> _GIVEN RECORDS_
— begin —

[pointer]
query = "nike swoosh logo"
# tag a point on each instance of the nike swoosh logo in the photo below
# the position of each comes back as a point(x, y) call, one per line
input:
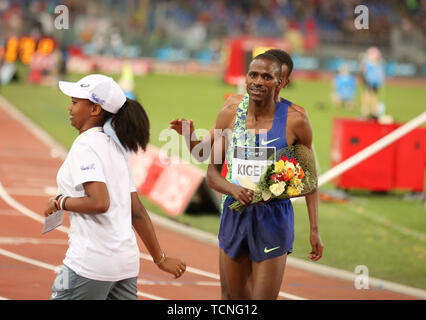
point(269, 250)
point(263, 142)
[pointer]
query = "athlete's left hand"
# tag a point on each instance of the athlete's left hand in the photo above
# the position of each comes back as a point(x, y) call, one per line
point(50, 207)
point(174, 266)
point(317, 246)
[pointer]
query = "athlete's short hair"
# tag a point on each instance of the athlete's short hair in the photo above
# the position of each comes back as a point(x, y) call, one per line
point(270, 57)
point(284, 58)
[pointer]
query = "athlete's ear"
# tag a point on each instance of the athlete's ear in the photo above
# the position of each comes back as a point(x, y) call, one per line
point(286, 82)
point(96, 109)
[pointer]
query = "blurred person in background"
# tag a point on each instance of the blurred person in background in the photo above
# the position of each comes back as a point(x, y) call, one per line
point(373, 76)
point(344, 84)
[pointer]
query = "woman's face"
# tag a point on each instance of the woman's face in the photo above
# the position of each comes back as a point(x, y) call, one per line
point(80, 112)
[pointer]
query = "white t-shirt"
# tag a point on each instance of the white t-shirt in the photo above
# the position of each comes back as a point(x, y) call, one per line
point(101, 246)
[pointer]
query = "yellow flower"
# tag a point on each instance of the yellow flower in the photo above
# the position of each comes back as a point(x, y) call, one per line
point(292, 191)
point(279, 166)
point(288, 165)
point(277, 188)
point(295, 182)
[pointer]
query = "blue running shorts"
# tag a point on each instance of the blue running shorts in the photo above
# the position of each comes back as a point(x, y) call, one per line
point(264, 230)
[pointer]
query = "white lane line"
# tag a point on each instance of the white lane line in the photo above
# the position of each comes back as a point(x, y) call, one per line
point(31, 214)
point(149, 296)
point(28, 260)
point(290, 296)
point(24, 210)
point(56, 269)
point(22, 240)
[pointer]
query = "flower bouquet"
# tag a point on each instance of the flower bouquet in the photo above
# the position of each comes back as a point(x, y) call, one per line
point(293, 175)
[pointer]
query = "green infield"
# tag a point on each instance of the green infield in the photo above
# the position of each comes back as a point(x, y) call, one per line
point(385, 232)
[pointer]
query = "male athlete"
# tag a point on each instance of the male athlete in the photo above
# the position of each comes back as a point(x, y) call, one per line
point(297, 130)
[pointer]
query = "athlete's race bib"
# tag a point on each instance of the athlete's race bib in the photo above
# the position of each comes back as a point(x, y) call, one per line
point(251, 162)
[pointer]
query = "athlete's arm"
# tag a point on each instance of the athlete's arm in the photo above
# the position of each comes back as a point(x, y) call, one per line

— end —

> _TO DO_
Please repeat all of the data above word for word, leaving the pictures out.

> _ANSWER TO THIS EXERCISE_
[pointer]
query = "nike swoosh logo"
# tag a point on each instance of the nike swoosh logo in the photo below
# the position of each comes back as a point(x, y) call, one per line
input:
point(269, 250)
point(263, 142)
[pointer]
query = "athlete's left hand"
# tag a point on each instance of the athlete's left hand in the photo above
# the position of each comes back as a point(x, y) call, one per line
point(50, 207)
point(174, 266)
point(317, 246)
[pointer]
query = "athlete's short hair"
# tag a point on each instance of the athlete's short hair in the photo above
# the position of each comes back as a point(x, y) call, one per line
point(270, 57)
point(284, 58)
[pointer]
query = "athlete's ear"
# tag a point on each instance of the athlete's ear in the photo above
# the position of each comes back as a point(x, y) call, one per line
point(286, 82)
point(96, 109)
[pointer]
query = "blurred person in background"
# tag a point on each instance of the blurred person in background in the photo above
# the position of each comes back as a point(x, y) call, one per line
point(373, 76)
point(344, 84)
[pointer]
query = "woman's face"
# tag a point on each instance of the woman's face in the photo above
# the position of each comes back as a point(x, y) call, one per line
point(80, 112)
[pointer]
query = "white t-shirt"
# tag a point on each instance of the white t-shirt in the photo above
# the position of each comes back as a point(x, y) call, one per line
point(101, 246)
[pointer]
query = "yellow flower"
# tag a point on each instance of the yellow flower in the photo above
# the position of each comes back as a point(x, y) call, one per line
point(292, 191)
point(279, 166)
point(288, 165)
point(277, 188)
point(295, 182)
[pointer]
query = "blue running shorts"
# tag a point on each instance of the blue running shorts in the photo above
# the position of each comes back as a point(x, y) call, one per line
point(264, 230)
[pointer]
query = "white lane line"
# tag a point on each instance of the white lane line in the photo above
# the position of each comes back as a point(x, y) call, one per line
point(31, 214)
point(149, 296)
point(28, 260)
point(290, 296)
point(24, 210)
point(56, 269)
point(22, 240)
[pointer]
query = "flower bouquet"
# tag a point on each instance of the flower bouquet in the photo above
# the position of each comes back as a point(x, y) call, one per line
point(293, 175)
[pointer]
query = "green infield"
# tag a point on each instance of the green infield in the photo above
# the position of each comes back as a point(x, y) call, one per line
point(385, 232)
[pointer]
query = "male athlete"
# tag a point on each instance of the male athlete in the photo above
# the position of each comes back as a point(x, y) call, one per line
point(297, 130)
[pointer]
query = "athlete's race bib"
# tag a point on each instance of the athlete's race bib in the photo above
# the position of each comes back as a point(x, y) call, one per line
point(251, 162)
[pointer]
query = "athlete's arm"
# tag a point on each instance of the athlete's arm in the photo above
# the position of each comes back as a point(x, y) call, one per line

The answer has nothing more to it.